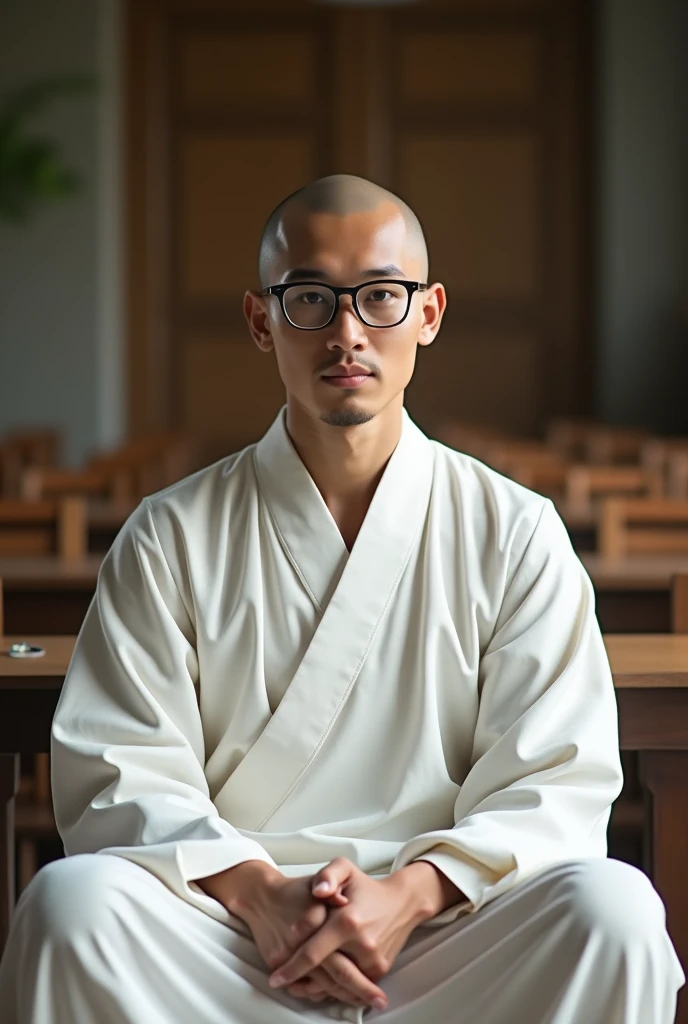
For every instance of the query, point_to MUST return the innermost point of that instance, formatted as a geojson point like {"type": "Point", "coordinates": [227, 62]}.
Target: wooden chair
{"type": "Point", "coordinates": [40, 482]}
{"type": "Point", "coordinates": [677, 475]}
{"type": "Point", "coordinates": [147, 464]}
{"type": "Point", "coordinates": [43, 527]}
{"type": "Point", "coordinates": [585, 483]}
{"type": "Point", "coordinates": [34, 818]}
{"type": "Point", "coordinates": [643, 525]}
{"type": "Point", "coordinates": [680, 603]}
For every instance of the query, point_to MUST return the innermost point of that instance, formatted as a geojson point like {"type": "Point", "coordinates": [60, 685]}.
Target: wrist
{"type": "Point", "coordinates": [427, 890]}
{"type": "Point", "coordinates": [237, 888]}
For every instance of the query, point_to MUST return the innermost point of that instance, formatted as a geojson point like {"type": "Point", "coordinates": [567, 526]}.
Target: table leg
{"type": "Point", "coordinates": [665, 775]}
{"type": "Point", "coordinates": [9, 784]}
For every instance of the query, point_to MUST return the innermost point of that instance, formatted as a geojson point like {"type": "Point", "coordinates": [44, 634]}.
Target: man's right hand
{"type": "Point", "coordinates": [282, 913]}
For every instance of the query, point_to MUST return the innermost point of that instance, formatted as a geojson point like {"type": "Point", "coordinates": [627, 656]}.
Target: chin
{"type": "Point", "coordinates": [346, 417]}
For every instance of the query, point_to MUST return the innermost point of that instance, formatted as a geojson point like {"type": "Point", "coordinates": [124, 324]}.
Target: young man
{"type": "Point", "coordinates": [340, 735]}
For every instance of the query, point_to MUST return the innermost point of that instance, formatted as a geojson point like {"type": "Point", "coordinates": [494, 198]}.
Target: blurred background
{"type": "Point", "coordinates": [544, 144]}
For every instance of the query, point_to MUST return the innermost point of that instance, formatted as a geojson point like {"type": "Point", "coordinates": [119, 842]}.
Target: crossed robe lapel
{"type": "Point", "coordinates": [316, 694]}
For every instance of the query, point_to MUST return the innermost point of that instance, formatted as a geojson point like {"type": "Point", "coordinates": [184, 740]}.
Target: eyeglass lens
{"type": "Point", "coordinates": [310, 306]}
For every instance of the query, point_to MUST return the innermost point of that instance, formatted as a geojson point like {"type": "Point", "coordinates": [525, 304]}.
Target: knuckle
{"type": "Point", "coordinates": [350, 921]}
{"type": "Point", "coordinates": [381, 964]}
{"type": "Point", "coordinates": [274, 957]}
{"type": "Point", "coordinates": [315, 916]}
{"type": "Point", "coordinates": [368, 944]}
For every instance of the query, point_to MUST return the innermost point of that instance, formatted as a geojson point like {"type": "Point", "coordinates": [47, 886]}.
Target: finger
{"type": "Point", "coordinates": [337, 899]}
{"type": "Point", "coordinates": [309, 955]}
{"type": "Point", "coordinates": [308, 990]}
{"type": "Point", "coordinates": [346, 974]}
{"type": "Point", "coordinates": [331, 878]}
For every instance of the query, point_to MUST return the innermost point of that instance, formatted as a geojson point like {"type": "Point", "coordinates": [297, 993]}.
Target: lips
{"type": "Point", "coordinates": [346, 371]}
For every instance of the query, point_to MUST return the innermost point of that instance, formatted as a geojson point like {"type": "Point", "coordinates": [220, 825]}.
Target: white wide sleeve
{"type": "Point", "coordinates": [127, 748]}
{"type": "Point", "coordinates": [545, 766]}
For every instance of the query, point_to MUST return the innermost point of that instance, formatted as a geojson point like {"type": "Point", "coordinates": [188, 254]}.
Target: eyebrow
{"type": "Point", "coordinates": [310, 273]}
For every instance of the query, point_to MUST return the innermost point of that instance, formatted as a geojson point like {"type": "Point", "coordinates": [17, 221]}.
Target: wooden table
{"type": "Point", "coordinates": [582, 524]}
{"type": "Point", "coordinates": [651, 681]}
{"type": "Point", "coordinates": [634, 594]}
{"type": "Point", "coordinates": [47, 595]}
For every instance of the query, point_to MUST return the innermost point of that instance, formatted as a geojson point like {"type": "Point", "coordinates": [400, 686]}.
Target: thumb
{"type": "Point", "coordinates": [331, 879]}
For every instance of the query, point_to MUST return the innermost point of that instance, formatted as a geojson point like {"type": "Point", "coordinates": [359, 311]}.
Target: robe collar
{"type": "Point", "coordinates": [304, 524]}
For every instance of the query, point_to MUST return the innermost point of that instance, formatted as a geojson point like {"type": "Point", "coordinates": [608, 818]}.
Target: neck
{"type": "Point", "coordinates": [346, 463]}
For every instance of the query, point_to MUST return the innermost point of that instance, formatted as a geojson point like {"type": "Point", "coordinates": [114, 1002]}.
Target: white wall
{"type": "Point", "coordinates": [60, 318]}
{"type": "Point", "coordinates": [643, 213]}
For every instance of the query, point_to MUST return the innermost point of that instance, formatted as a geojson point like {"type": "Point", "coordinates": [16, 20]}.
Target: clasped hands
{"type": "Point", "coordinates": [336, 934]}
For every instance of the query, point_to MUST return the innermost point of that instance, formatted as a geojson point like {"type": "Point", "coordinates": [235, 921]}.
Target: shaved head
{"type": "Point", "coordinates": [339, 196]}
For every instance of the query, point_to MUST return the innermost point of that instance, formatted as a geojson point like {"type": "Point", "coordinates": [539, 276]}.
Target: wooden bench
{"type": "Point", "coordinates": [49, 482]}
{"type": "Point", "coordinates": [647, 526]}
{"type": "Point", "coordinates": [651, 681]}
{"type": "Point", "coordinates": [586, 484]}
{"type": "Point", "coordinates": [43, 527]}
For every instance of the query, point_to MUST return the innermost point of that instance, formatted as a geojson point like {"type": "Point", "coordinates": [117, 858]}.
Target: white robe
{"type": "Point", "coordinates": [244, 688]}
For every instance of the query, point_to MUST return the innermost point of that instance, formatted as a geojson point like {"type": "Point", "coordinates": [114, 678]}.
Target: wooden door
{"type": "Point", "coordinates": [475, 112]}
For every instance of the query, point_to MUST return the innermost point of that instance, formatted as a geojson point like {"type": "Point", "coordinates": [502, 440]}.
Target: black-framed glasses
{"type": "Point", "coordinates": [310, 305]}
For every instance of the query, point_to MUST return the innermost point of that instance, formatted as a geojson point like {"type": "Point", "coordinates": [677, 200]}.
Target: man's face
{"type": "Point", "coordinates": [315, 365]}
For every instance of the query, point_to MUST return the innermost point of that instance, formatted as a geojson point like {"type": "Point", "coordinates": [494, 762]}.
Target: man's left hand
{"type": "Point", "coordinates": [371, 928]}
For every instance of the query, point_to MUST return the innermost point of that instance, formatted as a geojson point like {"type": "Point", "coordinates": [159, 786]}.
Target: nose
{"type": "Point", "coordinates": [349, 332]}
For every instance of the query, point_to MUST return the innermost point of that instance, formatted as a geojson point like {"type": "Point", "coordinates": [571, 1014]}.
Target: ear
{"type": "Point", "coordinates": [255, 310]}
{"type": "Point", "coordinates": [434, 304]}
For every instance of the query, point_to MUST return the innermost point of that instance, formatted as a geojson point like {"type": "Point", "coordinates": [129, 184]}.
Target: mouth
{"type": "Point", "coordinates": [347, 377]}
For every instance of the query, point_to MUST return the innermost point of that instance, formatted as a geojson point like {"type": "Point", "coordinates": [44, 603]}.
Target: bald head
{"type": "Point", "coordinates": [338, 196]}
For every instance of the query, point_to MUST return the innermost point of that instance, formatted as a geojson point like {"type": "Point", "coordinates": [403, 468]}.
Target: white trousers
{"type": "Point", "coordinates": [99, 940]}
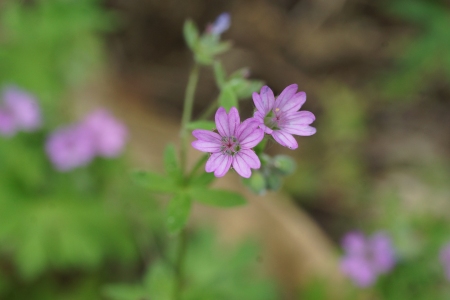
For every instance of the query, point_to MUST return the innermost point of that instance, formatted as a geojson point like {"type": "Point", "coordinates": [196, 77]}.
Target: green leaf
{"type": "Point", "coordinates": [256, 183]}
{"type": "Point", "coordinates": [203, 180]}
{"type": "Point", "coordinates": [221, 198]}
{"type": "Point", "coordinates": [284, 164]}
{"type": "Point", "coordinates": [246, 90]}
{"type": "Point", "coordinates": [173, 169]}
{"type": "Point", "coordinates": [219, 74]}
{"type": "Point", "coordinates": [228, 99]}
{"type": "Point", "coordinates": [178, 212]}
{"type": "Point", "coordinates": [154, 182]}
{"type": "Point", "coordinates": [191, 35]}
{"type": "Point", "coordinates": [202, 124]}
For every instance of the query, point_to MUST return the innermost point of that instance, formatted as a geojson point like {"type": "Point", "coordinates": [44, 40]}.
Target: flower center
{"type": "Point", "coordinates": [272, 119]}
{"type": "Point", "coordinates": [230, 145]}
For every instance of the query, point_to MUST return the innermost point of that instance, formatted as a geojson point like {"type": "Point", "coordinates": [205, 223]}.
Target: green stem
{"type": "Point", "coordinates": [209, 111]}
{"type": "Point", "coordinates": [187, 113]}
{"type": "Point", "coordinates": [179, 264]}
________________________________________
▶ PROBLEM TO SOLVE: In the listing above, the lines from the one containing "Target: green leaf" through the last line are to be returned exactly.

▶ EXERCISE RESULT:
Target: green leaf
{"type": "Point", "coordinates": [256, 183]}
{"type": "Point", "coordinates": [203, 180]}
{"type": "Point", "coordinates": [221, 198]}
{"type": "Point", "coordinates": [284, 164]}
{"type": "Point", "coordinates": [246, 90]}
{"type": "Point", "coordinates": [173, 169]}
{"type": "Point", "coordinates": [219, 74]}
{"type": "Point", "coordinates": [228, 99]}
{"type": "Point", "coordinates": [178, 212]}
{"type": "Point", "coordinates": [154, 182]}
{"type": "Point", "coordinates": [191, 35]}
{"type": "Point", "coordinates": [202, 124]}
For every instance of the query, point_to MUST return the innermost point of that instance, formatted as a geojson point like {"type": "Point", "coordinates": [44, 40]}.
Target: flower center
{"type": "Point", "coordinates": [272, 119]}
{"type": "Point", "coordinates": [230, 145]}
For every instance of the query, point_to MUST return the innermost point of that instance, formatted as a geojson point like {"type": "Point", "coordinates": [205, 223]}.
Target: green stem
{"type": "Point", "coordinates": [209, 111]}
{"type": "Point", "coordinates": [187, 113]}
{"type": "Point", "coordinates": [179, 264]}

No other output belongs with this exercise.